Document segment:

MAGISTRATE JUDGE FRENSLEY MEMORANDUM
Ivan Collado, an inmate in the custody of the United States at FCI-Fort Dix in New Jersey, has filed a pro se complaint under 42 U.S.C. § 1983 against unknown law enforcement officers of the 21st Judicial District Drug Task Force in Nashville, Tennessee. (Doc. No. 1, 3). He also filed an application to proceed in this Court without prepaying fees and costs. (Doc. No. 2). The case is before the Court for a ruling on the application and for an initial review pursuant to the Prison Litigation Reform Act ("PLRA"), 28 U.S.C. §§ 1915(e)(2) and 1915A.
The Court has determined that Plaintiff inadvertently checked the box for a "Bivens claim" against federal defendants on his Complaint instead of the adjacent box for a § 1983 claim against state or local defendants. The Court proceeds under the understanding that Plaintiff intends to bring a Section 1983 claim.
I. APPLICATION TO PROCEED AS A PAUPER
The Court may authorize a prisoner to file a civil suit without prepaying the filing fee. 28 U.S.C. § 1915(a). Plaintiff's application to proceed as a pauper reflects that he cannot pay the full filing fee in advance. (See Doc. No. 2). Accordingly, the application will be granted and the $350.00 filing fee will be assessed as directed in the accompanying Order. 28 U.S.C. § 1915(b)(1).
II. INITIAL REVIEW OF COMPLAINT
Under the PLRA, the Court must review and dismiss the Complaint if it is frivolous or malicious, fails to state a claim, or seeks monetary relief from an immune defendant. 28 U.S.C. § 1915A.
A. Standard of Review
To determine whether a complaint "fails to state a claim on which relief may be granted" under the PLRA's screening requirements, the Court applies the same standard as under Rule 12(b)(6) of the Federal Rules of Civil Procedure. Hill v. Lappin, 630 F.3d 468, 470-71 (6th Cir. 2010). The Court must (1) view the complaint in the light most favorable to the plaintiff and (2) take all well-pleaded factual allegations as true unless they are entirely without credibility. Williams v. Curtin, 631 F.3d 380, 383 (6th Cir. 2011); Tackett v. M & G Polymers, USA, LLC, 561 F.3d 478, 488 (6th Cir. 2009) (citing Gunasekera v. Irwin, 551 F.3d 461, 466 (6th Cir. 2009)). An assumption of truth does not extend to legal conclusions or "'naked assertion[s]' devoid of 'further factual enhancement.'" Ashcroft v. Iqbal, 556 U.S. 662, 678 (2009) (quoting Bell Atl. Corp. v. Twombly, 550 U.S. 544, 557 (2007)). The Court determines whether those factual allegations "plausibly suggest an entitlement to relief," Williams, 631 F.3d at 383 (quoting Iqbal, 556 U.S. at 681 (2009)), that rises "above the speculative level," Twombly, 550 U.S. at 555.

Extracted information:
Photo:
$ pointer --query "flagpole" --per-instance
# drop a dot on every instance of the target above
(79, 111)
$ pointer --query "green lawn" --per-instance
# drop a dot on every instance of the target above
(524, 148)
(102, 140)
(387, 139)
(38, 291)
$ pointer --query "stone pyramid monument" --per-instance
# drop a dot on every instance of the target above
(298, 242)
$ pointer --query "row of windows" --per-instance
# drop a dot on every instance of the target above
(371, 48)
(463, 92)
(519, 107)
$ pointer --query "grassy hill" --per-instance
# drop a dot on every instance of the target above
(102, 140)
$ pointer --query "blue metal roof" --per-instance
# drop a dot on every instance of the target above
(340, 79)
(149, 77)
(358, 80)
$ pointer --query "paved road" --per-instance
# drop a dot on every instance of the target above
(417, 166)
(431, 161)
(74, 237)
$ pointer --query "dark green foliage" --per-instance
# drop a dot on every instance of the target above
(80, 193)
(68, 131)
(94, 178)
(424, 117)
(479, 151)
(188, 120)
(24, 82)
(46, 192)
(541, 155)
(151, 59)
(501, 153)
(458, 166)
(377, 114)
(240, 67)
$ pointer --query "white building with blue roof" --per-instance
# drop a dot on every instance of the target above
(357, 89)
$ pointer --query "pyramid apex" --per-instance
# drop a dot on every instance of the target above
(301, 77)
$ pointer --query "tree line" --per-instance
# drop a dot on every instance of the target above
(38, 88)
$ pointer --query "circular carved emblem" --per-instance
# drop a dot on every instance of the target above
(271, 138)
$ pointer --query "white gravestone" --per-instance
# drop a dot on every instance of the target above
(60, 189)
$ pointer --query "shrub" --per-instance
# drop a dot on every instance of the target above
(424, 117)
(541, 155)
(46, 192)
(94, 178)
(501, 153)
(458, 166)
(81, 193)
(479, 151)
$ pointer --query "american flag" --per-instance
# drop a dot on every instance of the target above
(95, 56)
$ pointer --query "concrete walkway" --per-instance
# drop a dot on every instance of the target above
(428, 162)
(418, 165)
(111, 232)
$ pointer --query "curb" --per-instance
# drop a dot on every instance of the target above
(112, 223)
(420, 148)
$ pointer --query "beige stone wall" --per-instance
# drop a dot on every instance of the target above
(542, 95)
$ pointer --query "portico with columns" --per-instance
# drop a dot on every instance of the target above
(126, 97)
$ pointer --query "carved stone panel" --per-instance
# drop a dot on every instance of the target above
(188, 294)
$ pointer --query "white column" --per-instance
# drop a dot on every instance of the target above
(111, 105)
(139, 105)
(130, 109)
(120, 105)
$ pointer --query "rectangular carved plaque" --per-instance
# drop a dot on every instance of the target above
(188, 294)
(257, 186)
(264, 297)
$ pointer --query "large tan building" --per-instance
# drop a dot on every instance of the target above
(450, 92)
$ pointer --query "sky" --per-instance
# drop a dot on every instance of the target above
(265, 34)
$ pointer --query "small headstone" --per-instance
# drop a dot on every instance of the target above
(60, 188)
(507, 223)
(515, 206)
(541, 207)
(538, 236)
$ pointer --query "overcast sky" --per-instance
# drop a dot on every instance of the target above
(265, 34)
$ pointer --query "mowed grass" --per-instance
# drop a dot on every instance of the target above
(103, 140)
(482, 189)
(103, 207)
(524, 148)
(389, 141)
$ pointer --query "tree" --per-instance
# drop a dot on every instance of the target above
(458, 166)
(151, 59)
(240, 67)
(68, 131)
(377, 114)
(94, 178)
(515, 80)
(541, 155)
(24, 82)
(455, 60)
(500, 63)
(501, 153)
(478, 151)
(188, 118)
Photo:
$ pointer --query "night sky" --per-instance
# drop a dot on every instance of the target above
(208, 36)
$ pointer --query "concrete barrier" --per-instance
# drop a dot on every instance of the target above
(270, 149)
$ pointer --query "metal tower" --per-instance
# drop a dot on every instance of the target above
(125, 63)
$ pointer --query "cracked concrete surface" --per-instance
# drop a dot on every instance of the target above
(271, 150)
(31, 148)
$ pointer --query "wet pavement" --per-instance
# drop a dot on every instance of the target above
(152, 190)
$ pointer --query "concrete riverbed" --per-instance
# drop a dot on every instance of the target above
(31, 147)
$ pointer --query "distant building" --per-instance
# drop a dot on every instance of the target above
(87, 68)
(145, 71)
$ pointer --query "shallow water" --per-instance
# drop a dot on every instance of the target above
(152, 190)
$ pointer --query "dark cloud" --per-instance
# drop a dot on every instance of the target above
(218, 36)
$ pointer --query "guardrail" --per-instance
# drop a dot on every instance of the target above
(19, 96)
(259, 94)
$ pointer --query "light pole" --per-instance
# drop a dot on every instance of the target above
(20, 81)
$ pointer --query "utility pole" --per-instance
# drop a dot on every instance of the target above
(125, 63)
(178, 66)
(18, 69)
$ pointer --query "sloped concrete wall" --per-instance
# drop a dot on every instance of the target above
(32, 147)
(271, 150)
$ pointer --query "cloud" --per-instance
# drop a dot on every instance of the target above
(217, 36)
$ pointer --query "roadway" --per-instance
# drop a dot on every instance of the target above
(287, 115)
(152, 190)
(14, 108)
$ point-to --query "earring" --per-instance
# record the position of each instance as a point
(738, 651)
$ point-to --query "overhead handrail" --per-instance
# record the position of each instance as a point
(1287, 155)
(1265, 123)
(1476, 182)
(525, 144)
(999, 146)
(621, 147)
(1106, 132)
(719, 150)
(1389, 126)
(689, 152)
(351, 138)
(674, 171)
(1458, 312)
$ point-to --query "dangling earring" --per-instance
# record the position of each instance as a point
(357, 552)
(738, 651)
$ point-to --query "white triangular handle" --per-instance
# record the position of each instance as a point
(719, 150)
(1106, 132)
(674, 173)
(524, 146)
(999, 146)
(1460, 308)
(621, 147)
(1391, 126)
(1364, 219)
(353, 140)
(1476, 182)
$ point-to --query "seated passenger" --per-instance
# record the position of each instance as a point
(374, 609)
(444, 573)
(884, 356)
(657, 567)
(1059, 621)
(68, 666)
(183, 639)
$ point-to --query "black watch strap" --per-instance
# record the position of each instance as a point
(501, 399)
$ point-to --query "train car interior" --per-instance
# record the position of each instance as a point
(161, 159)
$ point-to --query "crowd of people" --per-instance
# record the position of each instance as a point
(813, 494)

* * *

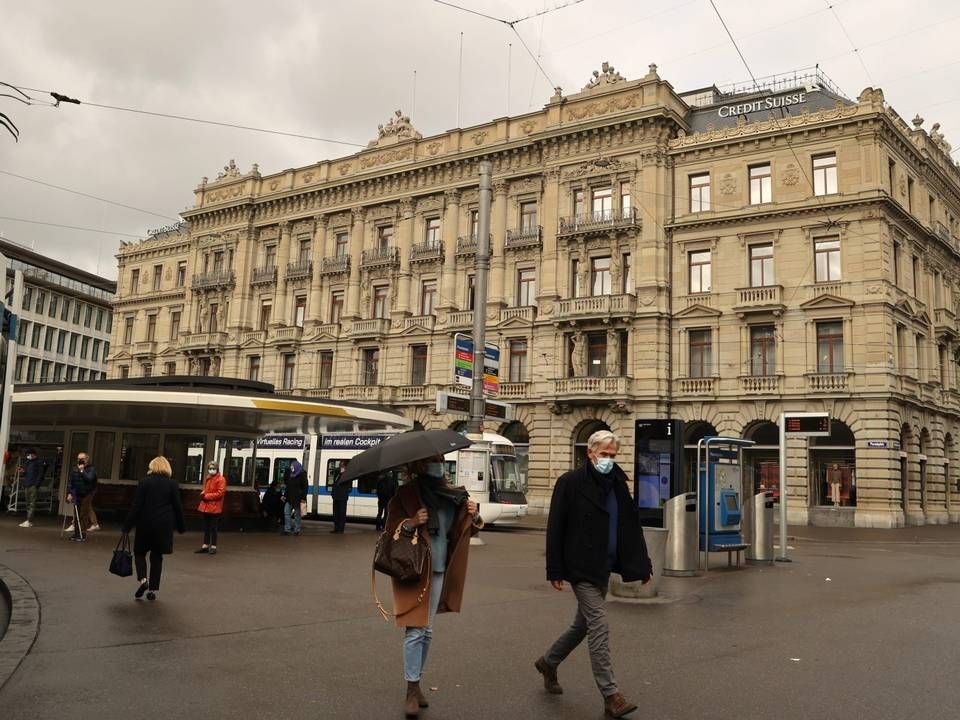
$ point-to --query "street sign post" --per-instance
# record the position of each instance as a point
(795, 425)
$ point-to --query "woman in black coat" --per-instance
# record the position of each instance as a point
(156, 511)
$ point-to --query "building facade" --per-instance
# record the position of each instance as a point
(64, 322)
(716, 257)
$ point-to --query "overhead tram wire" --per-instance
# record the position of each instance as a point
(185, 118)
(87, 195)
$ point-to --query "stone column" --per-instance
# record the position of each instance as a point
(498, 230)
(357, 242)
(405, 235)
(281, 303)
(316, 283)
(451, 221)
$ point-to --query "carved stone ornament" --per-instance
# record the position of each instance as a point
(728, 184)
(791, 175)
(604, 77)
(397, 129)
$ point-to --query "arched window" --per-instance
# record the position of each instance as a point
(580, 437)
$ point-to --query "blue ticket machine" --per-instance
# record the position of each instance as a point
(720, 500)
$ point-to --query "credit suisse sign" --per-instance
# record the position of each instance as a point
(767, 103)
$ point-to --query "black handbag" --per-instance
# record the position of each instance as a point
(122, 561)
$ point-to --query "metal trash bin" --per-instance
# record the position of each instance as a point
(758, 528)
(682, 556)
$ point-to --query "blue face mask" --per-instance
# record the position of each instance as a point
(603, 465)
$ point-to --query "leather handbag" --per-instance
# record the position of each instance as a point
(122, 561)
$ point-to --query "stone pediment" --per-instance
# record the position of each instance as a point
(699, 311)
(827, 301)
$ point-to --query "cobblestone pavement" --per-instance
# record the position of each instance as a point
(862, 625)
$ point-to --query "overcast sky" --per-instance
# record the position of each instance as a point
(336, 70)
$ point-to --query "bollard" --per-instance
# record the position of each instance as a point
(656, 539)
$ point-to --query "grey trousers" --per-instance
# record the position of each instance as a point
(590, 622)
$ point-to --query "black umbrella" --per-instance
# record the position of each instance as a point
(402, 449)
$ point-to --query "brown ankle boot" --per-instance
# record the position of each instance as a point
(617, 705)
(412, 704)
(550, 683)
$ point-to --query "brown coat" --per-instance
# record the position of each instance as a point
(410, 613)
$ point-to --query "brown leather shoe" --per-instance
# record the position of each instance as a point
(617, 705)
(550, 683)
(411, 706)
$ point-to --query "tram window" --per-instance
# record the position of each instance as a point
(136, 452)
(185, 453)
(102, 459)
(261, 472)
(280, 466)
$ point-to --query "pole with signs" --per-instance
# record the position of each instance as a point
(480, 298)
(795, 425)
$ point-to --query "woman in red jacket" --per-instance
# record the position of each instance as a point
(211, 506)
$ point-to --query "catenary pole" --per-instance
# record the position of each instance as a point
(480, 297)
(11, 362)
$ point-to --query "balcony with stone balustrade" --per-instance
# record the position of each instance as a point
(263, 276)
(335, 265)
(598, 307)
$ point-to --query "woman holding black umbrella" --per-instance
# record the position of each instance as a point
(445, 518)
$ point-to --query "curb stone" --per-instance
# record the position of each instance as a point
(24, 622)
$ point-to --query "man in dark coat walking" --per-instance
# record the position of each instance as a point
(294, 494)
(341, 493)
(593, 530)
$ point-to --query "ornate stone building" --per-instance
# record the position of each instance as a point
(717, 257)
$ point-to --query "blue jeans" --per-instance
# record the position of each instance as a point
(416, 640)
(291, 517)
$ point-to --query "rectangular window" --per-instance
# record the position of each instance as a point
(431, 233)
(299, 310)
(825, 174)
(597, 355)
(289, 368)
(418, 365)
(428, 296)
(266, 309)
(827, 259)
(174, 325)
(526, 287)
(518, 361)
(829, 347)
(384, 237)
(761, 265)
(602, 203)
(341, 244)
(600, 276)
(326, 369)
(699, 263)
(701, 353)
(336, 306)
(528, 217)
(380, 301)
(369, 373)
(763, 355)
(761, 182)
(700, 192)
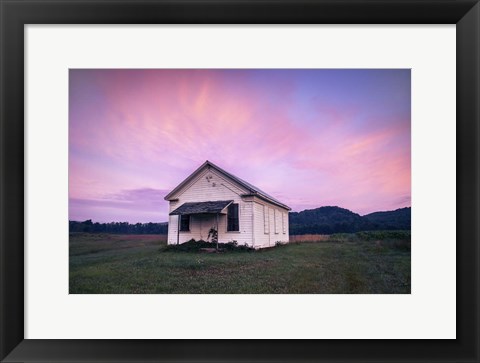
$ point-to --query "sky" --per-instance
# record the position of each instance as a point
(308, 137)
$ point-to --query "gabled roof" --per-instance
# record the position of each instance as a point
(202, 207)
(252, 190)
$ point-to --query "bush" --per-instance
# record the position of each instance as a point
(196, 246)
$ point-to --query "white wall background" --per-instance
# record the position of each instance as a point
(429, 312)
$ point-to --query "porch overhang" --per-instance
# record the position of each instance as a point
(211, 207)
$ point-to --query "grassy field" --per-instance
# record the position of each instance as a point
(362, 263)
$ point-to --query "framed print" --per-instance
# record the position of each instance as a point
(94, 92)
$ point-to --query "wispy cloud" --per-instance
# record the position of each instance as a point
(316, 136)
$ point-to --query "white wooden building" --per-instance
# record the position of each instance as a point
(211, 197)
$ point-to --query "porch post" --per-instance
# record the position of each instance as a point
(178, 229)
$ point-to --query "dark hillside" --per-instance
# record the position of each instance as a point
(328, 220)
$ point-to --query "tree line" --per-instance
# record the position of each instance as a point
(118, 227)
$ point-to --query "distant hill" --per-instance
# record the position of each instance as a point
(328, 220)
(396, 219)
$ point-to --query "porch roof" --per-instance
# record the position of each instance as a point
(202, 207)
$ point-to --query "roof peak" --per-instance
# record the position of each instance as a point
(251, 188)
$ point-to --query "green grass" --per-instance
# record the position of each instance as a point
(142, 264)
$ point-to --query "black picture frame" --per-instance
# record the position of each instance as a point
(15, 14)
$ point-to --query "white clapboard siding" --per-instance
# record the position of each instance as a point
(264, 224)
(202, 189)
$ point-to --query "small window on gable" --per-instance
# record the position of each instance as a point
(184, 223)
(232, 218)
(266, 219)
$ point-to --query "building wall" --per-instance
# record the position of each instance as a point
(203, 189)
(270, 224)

* * *

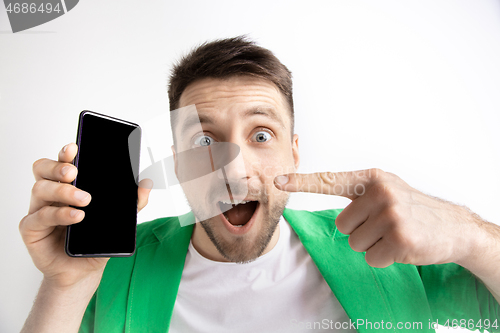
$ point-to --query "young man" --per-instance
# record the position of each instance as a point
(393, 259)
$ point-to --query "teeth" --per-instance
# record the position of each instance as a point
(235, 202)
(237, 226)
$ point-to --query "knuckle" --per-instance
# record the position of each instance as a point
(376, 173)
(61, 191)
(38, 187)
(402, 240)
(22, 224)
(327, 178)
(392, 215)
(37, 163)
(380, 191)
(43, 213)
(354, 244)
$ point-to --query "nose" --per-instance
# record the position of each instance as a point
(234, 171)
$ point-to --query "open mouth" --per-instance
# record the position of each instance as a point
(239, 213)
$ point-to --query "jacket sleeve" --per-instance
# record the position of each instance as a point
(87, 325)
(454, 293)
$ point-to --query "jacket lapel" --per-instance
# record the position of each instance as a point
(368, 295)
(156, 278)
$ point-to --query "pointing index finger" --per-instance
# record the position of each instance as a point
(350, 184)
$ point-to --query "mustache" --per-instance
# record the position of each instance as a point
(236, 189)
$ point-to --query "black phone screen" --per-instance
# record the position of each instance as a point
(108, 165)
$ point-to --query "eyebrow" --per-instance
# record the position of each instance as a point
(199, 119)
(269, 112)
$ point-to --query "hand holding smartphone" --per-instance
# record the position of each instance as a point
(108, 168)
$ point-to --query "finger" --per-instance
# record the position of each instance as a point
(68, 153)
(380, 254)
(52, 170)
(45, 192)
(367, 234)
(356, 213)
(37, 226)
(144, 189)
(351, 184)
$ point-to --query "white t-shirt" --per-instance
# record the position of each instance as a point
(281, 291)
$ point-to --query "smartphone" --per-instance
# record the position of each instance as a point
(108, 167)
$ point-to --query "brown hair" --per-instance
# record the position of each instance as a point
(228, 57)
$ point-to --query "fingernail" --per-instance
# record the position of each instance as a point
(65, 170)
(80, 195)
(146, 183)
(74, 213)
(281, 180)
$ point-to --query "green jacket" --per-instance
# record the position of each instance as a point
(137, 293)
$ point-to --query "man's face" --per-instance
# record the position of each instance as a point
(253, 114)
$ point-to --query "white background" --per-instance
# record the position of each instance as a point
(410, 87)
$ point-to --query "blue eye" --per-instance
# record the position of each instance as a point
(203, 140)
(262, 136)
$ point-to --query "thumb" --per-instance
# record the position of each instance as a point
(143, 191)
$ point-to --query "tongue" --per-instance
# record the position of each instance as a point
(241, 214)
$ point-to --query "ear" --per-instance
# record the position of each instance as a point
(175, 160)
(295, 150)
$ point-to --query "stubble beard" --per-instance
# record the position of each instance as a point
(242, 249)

Problem 1:
Which court cases does the memorandum cite by full case name?
Problem 2:
Could you repeat the memorandum's wording from "II. INITIAL REVIEW" to "U.S.C. § 1915A."?

Answer 1:
- Hill v. Lappin
- Williams v. Curtin
- Tackett v. M & G Polymers, USA, LLC
- Gunasekera v. Irwin
- Ashcroft v. Iqbal
- Bell Atl. Corp. v. Twombly

Answer 2:
II. INITIAL REVIEW OF COMPLAINT
Under the PLRA, the Court must review and dismiss the Complaint if it is frivolous or malicious, fails to state a claim, or seeks monetary relief from an immune defendant. 28 U.S.C. § 1915A.